* [What to do]: Could you output every record below exactly, leaving out the pictures?

——————————

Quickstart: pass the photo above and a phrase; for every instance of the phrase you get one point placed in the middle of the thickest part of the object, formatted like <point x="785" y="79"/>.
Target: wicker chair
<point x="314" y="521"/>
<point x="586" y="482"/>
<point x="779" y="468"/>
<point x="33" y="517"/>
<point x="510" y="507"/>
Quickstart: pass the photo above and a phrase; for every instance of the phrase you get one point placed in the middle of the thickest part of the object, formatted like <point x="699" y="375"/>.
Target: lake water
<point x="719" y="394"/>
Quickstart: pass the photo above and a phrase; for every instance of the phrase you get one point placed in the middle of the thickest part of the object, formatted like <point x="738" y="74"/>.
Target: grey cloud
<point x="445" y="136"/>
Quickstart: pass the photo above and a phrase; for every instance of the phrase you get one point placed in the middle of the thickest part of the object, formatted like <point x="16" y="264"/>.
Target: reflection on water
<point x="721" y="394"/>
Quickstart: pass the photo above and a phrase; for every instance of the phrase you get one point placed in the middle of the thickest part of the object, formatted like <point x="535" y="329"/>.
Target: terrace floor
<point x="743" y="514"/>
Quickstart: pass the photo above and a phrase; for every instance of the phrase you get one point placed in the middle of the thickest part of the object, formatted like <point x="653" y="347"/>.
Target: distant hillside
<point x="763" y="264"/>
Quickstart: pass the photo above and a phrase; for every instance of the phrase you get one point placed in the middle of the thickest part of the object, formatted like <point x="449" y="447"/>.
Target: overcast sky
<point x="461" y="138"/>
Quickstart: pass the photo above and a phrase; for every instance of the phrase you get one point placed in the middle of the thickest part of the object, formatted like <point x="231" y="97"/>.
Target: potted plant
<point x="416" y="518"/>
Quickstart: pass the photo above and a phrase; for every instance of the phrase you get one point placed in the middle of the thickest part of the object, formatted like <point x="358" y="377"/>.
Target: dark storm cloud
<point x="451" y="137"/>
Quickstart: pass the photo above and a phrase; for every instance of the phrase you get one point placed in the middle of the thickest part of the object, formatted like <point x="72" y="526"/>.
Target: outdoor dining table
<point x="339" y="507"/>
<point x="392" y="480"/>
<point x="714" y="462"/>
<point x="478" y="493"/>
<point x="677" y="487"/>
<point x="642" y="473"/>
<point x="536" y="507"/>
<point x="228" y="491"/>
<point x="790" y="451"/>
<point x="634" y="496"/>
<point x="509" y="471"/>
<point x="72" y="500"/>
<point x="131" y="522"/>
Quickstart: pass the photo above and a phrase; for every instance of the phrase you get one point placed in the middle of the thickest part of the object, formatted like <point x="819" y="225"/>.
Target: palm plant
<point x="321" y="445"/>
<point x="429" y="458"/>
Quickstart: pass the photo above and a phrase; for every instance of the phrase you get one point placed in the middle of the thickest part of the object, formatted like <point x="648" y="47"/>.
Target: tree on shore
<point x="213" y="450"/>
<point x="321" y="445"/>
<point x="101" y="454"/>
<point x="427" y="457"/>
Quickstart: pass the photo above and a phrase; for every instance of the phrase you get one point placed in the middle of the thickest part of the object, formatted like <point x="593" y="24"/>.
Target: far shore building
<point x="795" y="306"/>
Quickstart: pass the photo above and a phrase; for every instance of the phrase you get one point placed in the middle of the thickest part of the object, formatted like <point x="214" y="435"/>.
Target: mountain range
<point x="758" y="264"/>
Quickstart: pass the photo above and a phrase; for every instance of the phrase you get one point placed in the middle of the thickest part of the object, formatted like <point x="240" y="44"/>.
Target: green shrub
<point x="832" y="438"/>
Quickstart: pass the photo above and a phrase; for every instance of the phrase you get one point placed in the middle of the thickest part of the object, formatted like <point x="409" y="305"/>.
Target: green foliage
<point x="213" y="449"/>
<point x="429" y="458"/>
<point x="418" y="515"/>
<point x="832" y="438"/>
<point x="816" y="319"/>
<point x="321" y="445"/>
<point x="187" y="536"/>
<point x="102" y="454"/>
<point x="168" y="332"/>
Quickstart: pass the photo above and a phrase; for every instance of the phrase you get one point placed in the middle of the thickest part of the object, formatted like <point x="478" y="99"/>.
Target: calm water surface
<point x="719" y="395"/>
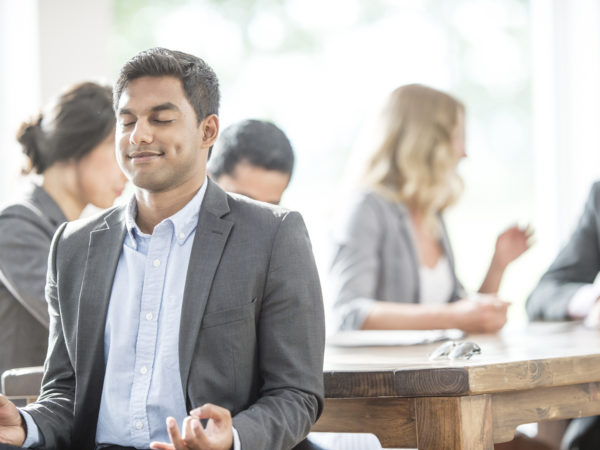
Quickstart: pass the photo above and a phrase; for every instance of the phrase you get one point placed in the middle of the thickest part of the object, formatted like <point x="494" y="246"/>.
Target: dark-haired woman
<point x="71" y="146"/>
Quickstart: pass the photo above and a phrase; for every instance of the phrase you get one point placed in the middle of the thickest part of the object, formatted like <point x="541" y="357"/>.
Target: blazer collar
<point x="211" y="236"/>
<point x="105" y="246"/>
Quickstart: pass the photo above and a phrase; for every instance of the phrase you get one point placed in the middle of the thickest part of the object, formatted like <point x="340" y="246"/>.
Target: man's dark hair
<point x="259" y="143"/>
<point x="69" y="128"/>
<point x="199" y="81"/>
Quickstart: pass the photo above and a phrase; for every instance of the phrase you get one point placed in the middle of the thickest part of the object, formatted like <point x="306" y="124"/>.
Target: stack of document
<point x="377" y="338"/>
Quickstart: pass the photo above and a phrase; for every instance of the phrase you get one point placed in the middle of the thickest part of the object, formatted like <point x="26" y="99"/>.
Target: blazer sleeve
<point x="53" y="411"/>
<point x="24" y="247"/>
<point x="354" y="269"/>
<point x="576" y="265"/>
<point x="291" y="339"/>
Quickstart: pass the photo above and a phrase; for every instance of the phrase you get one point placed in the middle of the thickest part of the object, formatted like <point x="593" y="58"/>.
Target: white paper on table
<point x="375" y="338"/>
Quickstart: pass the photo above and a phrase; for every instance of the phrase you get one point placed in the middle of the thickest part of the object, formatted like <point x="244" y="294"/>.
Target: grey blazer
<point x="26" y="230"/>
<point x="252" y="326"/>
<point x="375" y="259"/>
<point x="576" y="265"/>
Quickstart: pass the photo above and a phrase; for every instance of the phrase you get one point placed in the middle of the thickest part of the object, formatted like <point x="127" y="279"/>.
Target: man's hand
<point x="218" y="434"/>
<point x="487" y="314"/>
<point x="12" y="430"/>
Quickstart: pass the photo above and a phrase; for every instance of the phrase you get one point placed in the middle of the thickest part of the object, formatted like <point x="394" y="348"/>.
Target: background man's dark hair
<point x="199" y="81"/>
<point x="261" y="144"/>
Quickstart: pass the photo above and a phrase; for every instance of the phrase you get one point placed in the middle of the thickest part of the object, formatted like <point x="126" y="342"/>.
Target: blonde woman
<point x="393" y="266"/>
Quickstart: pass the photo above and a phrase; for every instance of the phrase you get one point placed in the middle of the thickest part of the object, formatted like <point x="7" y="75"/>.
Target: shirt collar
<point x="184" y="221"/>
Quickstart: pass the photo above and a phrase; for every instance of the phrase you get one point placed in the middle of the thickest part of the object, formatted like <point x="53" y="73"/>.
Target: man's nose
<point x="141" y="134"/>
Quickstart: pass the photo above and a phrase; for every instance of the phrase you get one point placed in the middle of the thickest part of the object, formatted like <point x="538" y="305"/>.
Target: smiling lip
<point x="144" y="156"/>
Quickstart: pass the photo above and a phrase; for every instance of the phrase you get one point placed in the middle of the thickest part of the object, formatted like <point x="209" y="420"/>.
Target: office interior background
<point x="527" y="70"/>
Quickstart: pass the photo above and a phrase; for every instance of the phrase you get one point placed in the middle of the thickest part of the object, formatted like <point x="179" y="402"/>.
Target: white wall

——————————

* [Result of the exercise]:
Quickstart: pass the photo above and a phrase; for every instance of the phrase you get one point placed in the middle of the thickest part of the object, formatted like <point x="785" y="79"/>.
Target: wicker chair
<point x="314" y="521"/>
<point x="586" y="482"/>
<point x="779" y="468"/>
<point x="33" y="517"/>
<point x="510" y="507"/>
Quickstart: pass the photo above and a phrase; for every instance of the phrase you get one point placed in the middle of the thickest part of the object, formatted like <point x="699" y="375"/>.
Target: lake water
<point x="719" y="394"/>
Quickstart: pass the photo above and a phrase; for every instance of the phrase you get one point placed in the middle of the thickest part of the object, formatted like <point x="738" y="74"/>.
Target: grey cloud
<point x="445" y="136"/>
Quickstart: pass the photo above and a phrase; for every instance of the phrase you get one point placed in the middle of the thickest part of the object, formatted like <point x="16" y="264"/>.
Target: reflection on water
<point x="721" y="394"/>
Quickstart: pass the photo above and a phrase; for every instance of the phrase you get one point placed in the middle of the thickest part of the object, formatted like <point x="535" y="329"/>.
Target: terrace floor
<point x="743" y="514"/>
Quickstart: pass the photo above and a phrase; for every instance of the phrase you get one point placed in the middle of the thickest part of the object, formatted like <point x="653" y="347"/>.
Target: distant hillside
<point x="763" y="264"/>
Quickstart: pass the photo above and a phrase; for every instance of the phrase you get one point placed in the middle of the thickest part of the object, formatted like <point x="449" y="447"/>.
Target: overcast sky
<point x="461" y="138"/>
Quickstart: pass the photo above and a phrase; for every instance of the phrase you get one point placed in the middle of the thickest part of the object, formatted like <point x="231" y="97"/>.
Target: potted plant
<point x="416" y="518"/>
Quickstart: pass the photo above and a phrase; for every instance of the phrase you get one point placed in the middle of the thickest part of the object, formatted like <point x="358" y="377"/>.
Target: dark storm cloud
<point x="451" y="137"/>
Quickstart: pass the photo above and a phrase; for every instance of the phrase you get one point placed in the middle of the thickest part of the object, formatted like <point x="72" y="526"/>.
Target: outdoor dining table
<point x="339" y="507"/>
<point x="392" y="480"/>
<point x="714" y="462"/>
<point x="478" y="493"/>
<point x="677" y="487"/>
<point x="642" y="473"/>
<point x="536" y="507"/>
<point x="228" y="491"/>
<point x="790" y="451"/>
<point x="634" y="496"/>
<point x="509" y="471"/>
<point x="72" y="500"/>
<point x="131" y="522"/>
Quickstart: pass the photo above and a phrase; for every instance of the phrase you get one point placed in the middle of the thickest part of the object, formatted like <point x="819" y="225"/>.
Target: palm plant
<point x="321" y="445"/>
<point x="429" y="458"/>
Quickstart: pass the photo above and a phrase; for every instance of the phrase you get one point placed in the middle of the thickest part of the object, formatted like <point x="648" y="47"/>.
Target: tree on shore
<point x="213" y="450"/>
<point x="321" y="445"/>
<point x="101" y="454"/>
<point x="427" y="457"/>
Quickstart: pass the photo above and a phrase; for every instance of the phrase you get one point placed in the middle of the thickest part of the object, formatted like <point x="593" y="24"/>.
Target: far shore building
<point x="795" y="306"/>
Quickstart: pass the photo above and a phrase; for every instance of the phrase you get one point placed in the middle of the thickest part of the object, formatted like <point x="214" y="435"/>.
Target: mountain range
<point x="758" y="264"/>
Quickstart: pass the photo above and a phrase; for every instance of the phrase you get one point placed in the middle of the thickest part of the object, formatted like <point x="240" y="44"/>.
Target: green shrub
<point x="832" y="438"/>
Quickstart: pass the photo above and a phrase; for every instance of the phrase you get one point placed in the middle of the thickest part of the object, formatted like <point x="409" y="305"/>.
Target: green foliage
<point x="213" y="449"/>
<point x="429" y="458"/>
<point x="418" y="515"/>
<point x="832" y="438"/>
<point x="816" y="319"/>
<point x="321" y="445"/>
<point x="187" y="536"/>
<point x="102" y="454"/>
<point x="168" y="332"/>
Quickstart: pass the photo above and a phrase; for every instance of the phrase you get one point placed in the middle of the thickest part of the object, formatted like <point x="478" y="99"/>.
Target: calm water surface
<point x="719" y="395"/>
Quickstart: pass the photo above and a phrase; for every instance of the phrase you get one point placed in the middle of the thickest part of the object, formatted like <point x="494" y="246"/>.
Target: dark-haired woman
<point x="71" y="146"/>
Quickstart: pass the photo above and a phrase; for every instance of the phrase you get one point placed in the middle of the thickest part of the object, formatted like <point x="541" y="357"/>.
Target: blazer collar
<point x="211" y="236"/>
<point x="105" y="246"/>
Quickstart: pass the photo above and a phrase; for every instance of the phrase you get one point placed in the middle of the thickest part of the object, formatted like <point x="340" y="246"/>.
Target: man's dark hair
<point x="259" y="143"/>
<point x="69" y="128"/>
<point x="199" y="81"/>
Quickstart: pass the photo above and a phrase; for every instance of the phrase you get one point placed in the middle of the thickest part of the object, formatted like <point x="306" y="124"/>.
Target: stack of document
<point x="377" y="338"/>
Quickstart: pass the photo above and a phrase; for every instance of the phrase you get one point placed in the middle of the thickest part of the object, formatted like <point x="26" y="99"/>.
Target: blazer sleeve
<point x="53" y="411"/>
<point x="24" y="247"/>
<point x="354" y="269"/>
<point x="576" y="265"/>
<point x="291" y="339"/>
Quickstart: pass the photo above and a phrase; for every instance of the phrase you get one point placed in the middle of the thickest part of the object, formatted like <point x="593" y="58"/>.
Target: white paper on table
<point x="375" y="338"/>
Quickstart: pass the photo above and a phrase; for every instance of the phrase you get one point placed in the middle of the thickest part of the object, formatted like <point x="244" y="294"/>.
Target: grey blazer
<point x="26" y="230"/>
<point x="252" y="326"/>
<point x="375" y="259"/>
<point x="576" y="265"/>
Quickstart: pass the photo above and a phrase; for every instance of the phrase you get one point placed in the middle of the thickest part of the object, formatted like <point x="127" y="279"/>.
Target: man's hand
<point x="218" y="434"/>
<point x="487" y="314"/>
<point x="12" y="430"/>
Quickstart: pass the photo above and a phrase; for every instance of the phrase you get one point placed in the middle of the thickest part of the object, formatted like <point x="394" y="348"/>.
Target: background man's dark hair
<point x="199" y="81"/>
<point x="261" y="144"/>
Quickstart: pass the photo above and a phrase; for every instance of the phrase you get one point placed in the middle of the thickest part of the object, formatted like <point x="126" y="342"/>.
Target: blonde woman
<point x="393" y="266"/>
Quickstart: pass the photo above and a phrase; for every instance of the phrase you get one point placed in the middle of the thickest part of the object, formatted like <point x="7" y="75"/>.
Target: shirt collar
<point x="184" y="221"/>
Quickstart: pass the photo above and a phrase; for every instance of the phrase you get one point placed in the middle of the thickest part of the object, formatted like <point x="53" y="73"/>.
Target: man's nose
<point x="141" y="134"/>
Quickstart: pass the photo above and a phrase; for every instance of the phrase you get one point placed in the middle of the thickest part of the object, formatted like <point x="538" y="305"/>.
Target: smiling lip
<point x="144" y="156"/>
Quickstart: pass the photo above and a phrase; for every instance of the phrase you get one point placed in the middle of the thickest part of the object, formatted like <point x="209" y="420"/>.
Target: office interior background
<point x="527" y="70"/>
Quickstart: pass the photo above and a phrase; for every instance of the phrase you get one point placed in the middle of the thickest part of the object, formatted like <point x="179" y="402"/>.
Target: white wall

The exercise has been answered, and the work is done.